- TEXT SHOWN
+===+

“To the church of God that is in Corinth, to those
sanctified in Christ Jesus, called to be saints together with all those who in
every place call upon the name of our Lord Jesus Christ, both their Lord and
ours” (1 Corinthians 1:2)
Christians are
sanctified and are also called to be saints. To be sanctified means to be set
apart and devoted to God. Believers are sanctified when they are raised from
spiritual death to life in Christ and seated with Him in the heavenly places
(Eph. 2:5-6). Thus we are “in Christ” and adopted into the family of God. We
are set apart from the rest of the world and regarded as God’s own special
possession.
When Paul
addresses “those sanctified in Christ,” he uses the perfect tense which in
Greek signifies an action completed in the past that has a continuing effect in
the present. What God did for us in Christ when He regenerated, justified, and
adopted us still affects our lives today. But sanctification is more than just something
done in the past. It is also the aim and activity of our lives in the present.

+===+

- ENTRIES SHOWN
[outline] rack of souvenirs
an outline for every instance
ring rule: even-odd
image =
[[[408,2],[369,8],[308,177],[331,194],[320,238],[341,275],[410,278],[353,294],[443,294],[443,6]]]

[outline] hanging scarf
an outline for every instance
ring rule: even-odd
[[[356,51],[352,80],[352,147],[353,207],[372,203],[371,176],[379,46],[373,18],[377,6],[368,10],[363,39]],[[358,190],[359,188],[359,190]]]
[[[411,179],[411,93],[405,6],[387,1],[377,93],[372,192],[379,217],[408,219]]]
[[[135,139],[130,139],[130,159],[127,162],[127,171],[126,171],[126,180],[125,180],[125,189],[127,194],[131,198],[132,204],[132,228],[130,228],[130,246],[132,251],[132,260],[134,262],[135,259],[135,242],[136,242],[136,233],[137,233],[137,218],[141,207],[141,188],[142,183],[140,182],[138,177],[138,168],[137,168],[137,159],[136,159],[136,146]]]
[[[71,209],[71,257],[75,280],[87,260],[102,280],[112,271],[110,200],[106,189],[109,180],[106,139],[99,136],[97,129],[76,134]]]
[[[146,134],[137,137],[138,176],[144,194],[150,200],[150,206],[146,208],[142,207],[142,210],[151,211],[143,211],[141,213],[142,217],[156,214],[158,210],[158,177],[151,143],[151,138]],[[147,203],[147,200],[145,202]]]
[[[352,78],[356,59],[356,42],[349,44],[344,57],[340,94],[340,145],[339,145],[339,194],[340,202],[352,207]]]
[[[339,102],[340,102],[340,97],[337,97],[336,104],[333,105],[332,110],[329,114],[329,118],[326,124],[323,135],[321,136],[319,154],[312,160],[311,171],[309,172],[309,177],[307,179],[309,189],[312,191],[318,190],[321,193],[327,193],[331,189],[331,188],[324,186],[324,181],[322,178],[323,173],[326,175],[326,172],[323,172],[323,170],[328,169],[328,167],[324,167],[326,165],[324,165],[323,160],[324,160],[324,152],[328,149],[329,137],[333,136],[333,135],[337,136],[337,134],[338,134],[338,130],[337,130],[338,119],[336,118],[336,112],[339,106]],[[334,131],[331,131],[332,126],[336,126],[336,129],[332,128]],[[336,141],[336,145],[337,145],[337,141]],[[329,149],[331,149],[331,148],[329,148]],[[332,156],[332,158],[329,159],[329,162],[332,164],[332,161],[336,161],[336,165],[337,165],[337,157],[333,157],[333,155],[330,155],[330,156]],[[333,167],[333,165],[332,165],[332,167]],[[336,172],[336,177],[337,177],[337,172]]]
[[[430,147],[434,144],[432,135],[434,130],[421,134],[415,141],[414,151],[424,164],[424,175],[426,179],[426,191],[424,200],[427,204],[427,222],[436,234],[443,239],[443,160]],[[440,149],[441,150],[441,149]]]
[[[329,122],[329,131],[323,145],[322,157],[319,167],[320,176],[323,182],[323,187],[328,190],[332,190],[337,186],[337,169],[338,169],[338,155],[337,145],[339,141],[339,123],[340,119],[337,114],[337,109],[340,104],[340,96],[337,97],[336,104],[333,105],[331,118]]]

+===+

- EXERCISE PROMPT
In the passage on sanctification, the text says what God did for us in Christ. List each of those actions.

- RESPONSE FOR THIS EXERCISE
He regenerated us, justified us, and adopted us.